▸ **DATA FOR THIS EXERCISE**
────────────────────────────────────────
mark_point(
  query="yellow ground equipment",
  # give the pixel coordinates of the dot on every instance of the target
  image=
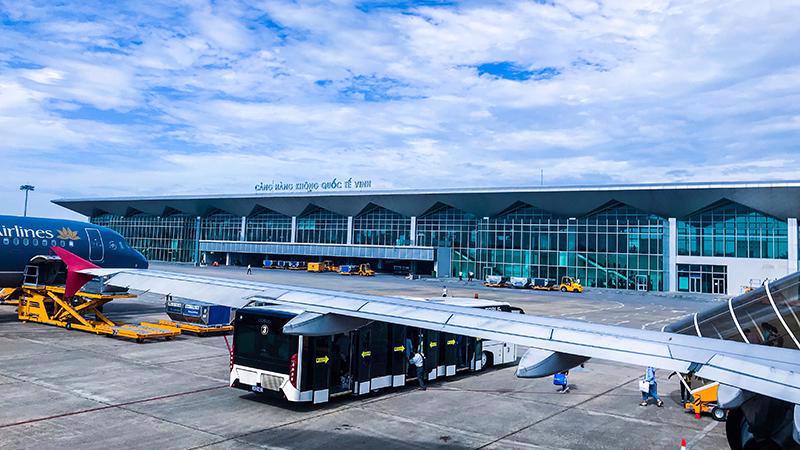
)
(704, 401)
(495, 281)
(47, 305)
(324, 266)
(8, 297)
(200, 330)
(569, 284)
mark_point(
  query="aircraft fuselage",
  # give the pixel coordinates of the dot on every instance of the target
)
(23, 239)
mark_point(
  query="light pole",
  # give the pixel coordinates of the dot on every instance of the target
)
(27, 188)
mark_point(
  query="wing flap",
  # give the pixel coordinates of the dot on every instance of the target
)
(770, 371)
────────────────────────────────────────
▸ **TASK TO COMPLETE**
Write out the records shown above exactly, but do not include any images.

▸ **REPLY**
mark_point(
  query="yellow ground equipment",
  # give the pixel coordinates of the dot on every instance of the target
  image=
)
(704, 401)
(495, 281)
(47, 305)
(324, 266)
(8, 297)
(200, 330)
(569, 284)
mark_point(
  query="aircraft fuselage",
  # give the pixel coordinates of the dot on every instance of the target
)
(23, 239)
mark_point(
  query="light pole",
  # give the pixel coordinates of the dot on every instance of the target
)
(27, 188)
mark_point(
  query="wing flap",
  # give the pixel coordinates of the dot on every instance of the target
)
(770, 371)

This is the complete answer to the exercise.